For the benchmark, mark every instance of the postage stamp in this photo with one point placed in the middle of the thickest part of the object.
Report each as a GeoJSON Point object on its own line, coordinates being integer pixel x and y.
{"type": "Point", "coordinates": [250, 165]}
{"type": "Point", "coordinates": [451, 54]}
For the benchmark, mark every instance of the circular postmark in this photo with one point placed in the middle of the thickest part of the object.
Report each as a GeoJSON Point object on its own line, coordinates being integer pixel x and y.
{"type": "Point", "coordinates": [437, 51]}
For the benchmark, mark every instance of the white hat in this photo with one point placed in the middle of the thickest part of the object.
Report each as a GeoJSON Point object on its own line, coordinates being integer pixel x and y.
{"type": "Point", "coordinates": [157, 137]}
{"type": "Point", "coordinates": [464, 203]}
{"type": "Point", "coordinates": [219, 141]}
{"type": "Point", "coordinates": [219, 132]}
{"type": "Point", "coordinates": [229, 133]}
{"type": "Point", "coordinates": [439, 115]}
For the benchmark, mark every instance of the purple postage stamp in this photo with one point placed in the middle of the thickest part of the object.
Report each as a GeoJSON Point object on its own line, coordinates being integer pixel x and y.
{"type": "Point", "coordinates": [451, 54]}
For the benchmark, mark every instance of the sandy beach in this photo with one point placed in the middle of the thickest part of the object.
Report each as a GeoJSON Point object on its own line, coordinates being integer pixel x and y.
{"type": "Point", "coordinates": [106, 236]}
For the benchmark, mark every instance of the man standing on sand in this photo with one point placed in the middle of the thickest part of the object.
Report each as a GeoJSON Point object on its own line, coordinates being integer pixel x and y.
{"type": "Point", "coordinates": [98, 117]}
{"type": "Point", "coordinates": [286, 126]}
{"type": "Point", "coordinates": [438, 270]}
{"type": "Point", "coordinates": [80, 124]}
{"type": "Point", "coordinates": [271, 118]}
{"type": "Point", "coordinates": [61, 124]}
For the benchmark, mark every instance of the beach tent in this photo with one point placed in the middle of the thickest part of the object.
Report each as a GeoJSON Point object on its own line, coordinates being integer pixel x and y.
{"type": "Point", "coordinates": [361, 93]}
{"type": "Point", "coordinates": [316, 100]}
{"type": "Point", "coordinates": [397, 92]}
________
- _Request_
Reproduce every one of the entries above word for word, line by line.

- _Response to the exercise_
For the benchmark, mark every instance of the postage stamp in this photo with one point placed in the middle of the thickest part of the object.
Report each as a GeoJSON Point object on its own line, coordinates being integer pixel x and y.
{"type": "Point", "coordinates": [250, 165]}
{"type": "Point", "coordinates": [451, 54]}
For the benchmark, mark every instance of the circular postmark in this photo with one point placed in the middle of the thickest part of the object.
Report each as a GeoJSON Point object on its own line, coordinates being integer pixel x and y.
{"type": "Point", "coordinates": [437, 51]}
For the benchmark, mark every instance of the white hat in this photo with one point placed in the middle of the thickest part of the object.
Report each as a GeoJSON Point object on its own line, coordinates being integer pixel x and y.
{"type": "Point", "coordinates": [157, 137]}
{"type": "Point", "coordinates": [464, 203]}
{"type": "Point", "coordinates": [219, 141]}
{"type": "Point", "coordinates": [219, 132]}
{"type": "Point", "coordinates": [229, 133]}
{"type": "Point", "coordinates": [439, 115]}
For the benchmark, mark every instance of the purple postage stamp in this photo with one point placed in the middle of the thickest part of the object.
Report each as a GeoJSON Point object on its own line, coordinates being integer pixel x and y.
{"type": "Point", "coordinates": [451, 54]}
For the benchmark, mark every instance of the sandy beach in this photo with one point placed in the middle of the thickest part of the object.
Report each as a GeoJSON Point object on its own line, coordinates being integer pixel x and y.
{"type": "Point", "coordinates": [106, 236]}
For the benchmark, mark every instance of the man standing on sand in this photo with one point placed in the middle of the thickest part of the object.
Report each as a GeoJSON Point object on its own line, coordinates being integer pixel x and y.
{"type": "Point", "coordinates": [98, 117]}
{"type": "Point", "coordinates": [286, 126]}
{"type": "Point", "coordinates": [438, 270]}
{"type": "Point", "coordinates": [80, 124]}
{"type": "Point", "coordinates": [271, 118]}
{"type": "Point", "coordinates": [61, 124]}
For the benchmark, mark every instance of the beach tent in this photo with one point placed in the middle of the thickest part of the object.
Report each as a GeoJSON Point object on its own line, coordinates being integer pixel x and y.
{"type": "Point", "coordinates": [361, 93]}
{"type": "Point", "coordinates": [316, 100]}
{"type": "Point", "coordinates": [397, 92]}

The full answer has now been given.